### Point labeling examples
"""
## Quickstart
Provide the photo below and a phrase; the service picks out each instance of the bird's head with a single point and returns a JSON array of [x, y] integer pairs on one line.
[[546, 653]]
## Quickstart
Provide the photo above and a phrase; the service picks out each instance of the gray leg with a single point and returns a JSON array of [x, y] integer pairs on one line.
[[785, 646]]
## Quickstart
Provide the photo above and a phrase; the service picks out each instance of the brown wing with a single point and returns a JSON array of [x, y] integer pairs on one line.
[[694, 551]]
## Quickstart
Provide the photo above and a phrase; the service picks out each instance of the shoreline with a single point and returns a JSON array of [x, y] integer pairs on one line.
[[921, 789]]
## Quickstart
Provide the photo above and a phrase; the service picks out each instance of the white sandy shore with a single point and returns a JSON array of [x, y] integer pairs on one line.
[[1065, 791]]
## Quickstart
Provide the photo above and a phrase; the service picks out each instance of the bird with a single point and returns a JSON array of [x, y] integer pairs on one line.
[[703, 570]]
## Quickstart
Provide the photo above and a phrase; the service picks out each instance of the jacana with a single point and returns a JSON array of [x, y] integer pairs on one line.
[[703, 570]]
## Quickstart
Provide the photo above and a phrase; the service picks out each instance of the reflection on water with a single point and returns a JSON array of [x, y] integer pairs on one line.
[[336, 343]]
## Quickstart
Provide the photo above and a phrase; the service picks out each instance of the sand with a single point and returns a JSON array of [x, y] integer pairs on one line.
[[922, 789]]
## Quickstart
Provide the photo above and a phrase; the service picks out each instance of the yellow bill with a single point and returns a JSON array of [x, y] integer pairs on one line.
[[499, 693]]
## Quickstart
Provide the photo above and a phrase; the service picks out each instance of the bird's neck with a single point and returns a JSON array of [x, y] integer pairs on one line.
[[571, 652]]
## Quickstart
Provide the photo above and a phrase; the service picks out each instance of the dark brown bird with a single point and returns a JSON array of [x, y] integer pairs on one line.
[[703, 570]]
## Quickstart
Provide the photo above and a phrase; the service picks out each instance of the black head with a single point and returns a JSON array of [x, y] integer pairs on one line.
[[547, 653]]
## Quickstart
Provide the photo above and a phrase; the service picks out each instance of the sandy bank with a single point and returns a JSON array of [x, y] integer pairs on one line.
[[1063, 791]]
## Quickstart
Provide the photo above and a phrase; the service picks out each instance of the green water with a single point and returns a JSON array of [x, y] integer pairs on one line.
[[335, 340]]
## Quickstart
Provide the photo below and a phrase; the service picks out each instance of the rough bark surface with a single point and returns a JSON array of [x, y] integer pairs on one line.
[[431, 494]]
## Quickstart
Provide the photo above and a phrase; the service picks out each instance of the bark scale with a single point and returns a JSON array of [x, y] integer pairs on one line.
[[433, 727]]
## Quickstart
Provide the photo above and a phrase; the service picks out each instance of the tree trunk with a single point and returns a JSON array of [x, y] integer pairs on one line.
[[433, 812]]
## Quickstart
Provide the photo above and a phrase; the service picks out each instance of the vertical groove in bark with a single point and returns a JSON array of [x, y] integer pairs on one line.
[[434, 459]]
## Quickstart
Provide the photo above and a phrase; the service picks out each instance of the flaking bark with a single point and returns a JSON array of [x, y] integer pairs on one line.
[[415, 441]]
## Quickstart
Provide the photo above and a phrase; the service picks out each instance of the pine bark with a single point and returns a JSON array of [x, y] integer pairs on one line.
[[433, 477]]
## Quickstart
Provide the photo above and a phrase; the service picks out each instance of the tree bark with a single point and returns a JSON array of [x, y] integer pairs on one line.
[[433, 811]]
"""
### The request
Copy all the records above exactly, missing none.

### Result below
## Quickstart
Provide the photo below and a phrase; the service picks out each instance of the bird's head with a single point and returns a JSON array of [x, y] integer pairs on one line.
[[546, 653]]
## Quickstart
Provide the photo above and a phrase; the service picks out each instance of the gray leg with a single point and returns a JSON array of [x, y] integer pairs on one line.
[[785, 646]]
## Quickstart
Provide the photo above and a phrase; the service picks out each instance of the brown wing with a single point and returns a JSON array of [x, y] integer pairs on one line.
[[694, 551]]
## Quickstart
Provide the photo above and a phrase; the service picks out each instance of the shoreline with a single point and returns a JSON array of [x, y] integer pairs on one line.
[[921, 789]]
## Quickstart
Provide the photo above and a phrase; the service picks out each instance of the white sandy shore with a single point and returns a JSON array of [x, y] integer pairs on one line.
[[1065, 791]]
## Quickstart
Provide the photo above and a phrase; the service picks out each instance of the bird with a single point and returns a JSON array of [x, y] integer pairs on one line.
[[703, 570]]
## Quickstart
Provide the photo above and a phrase; the service picks out each instance of the jacana with a single point and returns a JSON array of [x, y] integer pairs on one line.
[[703, 570]]
## Quickstart
Provide the photo above and a phrase; the service picks out each instance of the reflection on water with a single point and returns a JSON array of [x, y] integer pairs on one line.
[[336, 343]]
## Quickstart
Provide the photo above and a phrase; the service picks out each instance of the sand with a single point and returns a JSON array of [x, y] integer pairs on one line.
[[922, 789]]
## Quickstart
Provide the photo above and a phrase; the service picks out each instance of the yellow bill with a single point and returns a JSON array of [x, y] integer pairs on one line.
[[499, 693]]
## Quickstart
Provide the photo above and a phrase; the service picks out each instance of the bird's neck with a single point and returns a JSON array of [x, y] integer pairs on one line.
[[571, 652]]
## Quickstart
Provide the photo above and a phrase; the service picks out each instance of the dark brown bird with a single point and returns a JSON array of [x, y] integer pairs on one line.
[[703, 570]]
## Quickstart
Provide the photo above and a phrase; the service picks out each instance of the black head with a single point and returns a JSON array of [x, y] integer pairs on one line.
[[547, 653]]
## Quickstart
Provide the photo above and a phrase; the service picks out each instance of the sandy bank with a single point and returns a JSON array of [x, y] integer pairs on one line.
[[1063, 791]]
## Quickstart
Provide the photo above and a phrase; the service picks out each instance of the green water with a single point and returns a JSON array of [x, y] integer pairs on one line.
[[335, 340]]
## Quickstart
Provide the photo below and a phrase; the service picks out each instance of the rough bark surface with a single point and returns a JSON array of [x, y] integer pairs on one line.
[[431, 494]]
## Quickstart
Provide the photo above and a phrase; the service picks out each instance of the bark scale with a single point and returns a JSON array of [x, y] integer pairs on one line.
[[433, 727]]
## Quickstart
Provide the photo above and a phrase; the service picks out each instance of the tree trunk with a single point and returns a JSON array of [x, y] integer pairs on one line.
[[433, 812]]
## Quickstart
Provide the photo above and a phrase; the service picks out each instance of the vertical groove in bark with a single point and returns a JSON array of [x, y] integer pairs on one line.
[[434, 459]]
## Quickstart
Provide the photo above and a phrase; the service picks out each instance of the flaking bark with a single point and returns a JSON array of [x, y] integer pairs on one line.
[[415, 441]]
## Quickstart
Provide the photo above and a phrase; the service picks out each instance of the pine bark with a single point and returns a JSON array of [x, y] integer pairs on one line.
[[433, 477]]
## Quickstart
Provide the photo above and a phrase; the service picks out each instance of the tree bark with a single point and returns a JSON array of [x, y] integer pairs on one line.
[[433, 811]]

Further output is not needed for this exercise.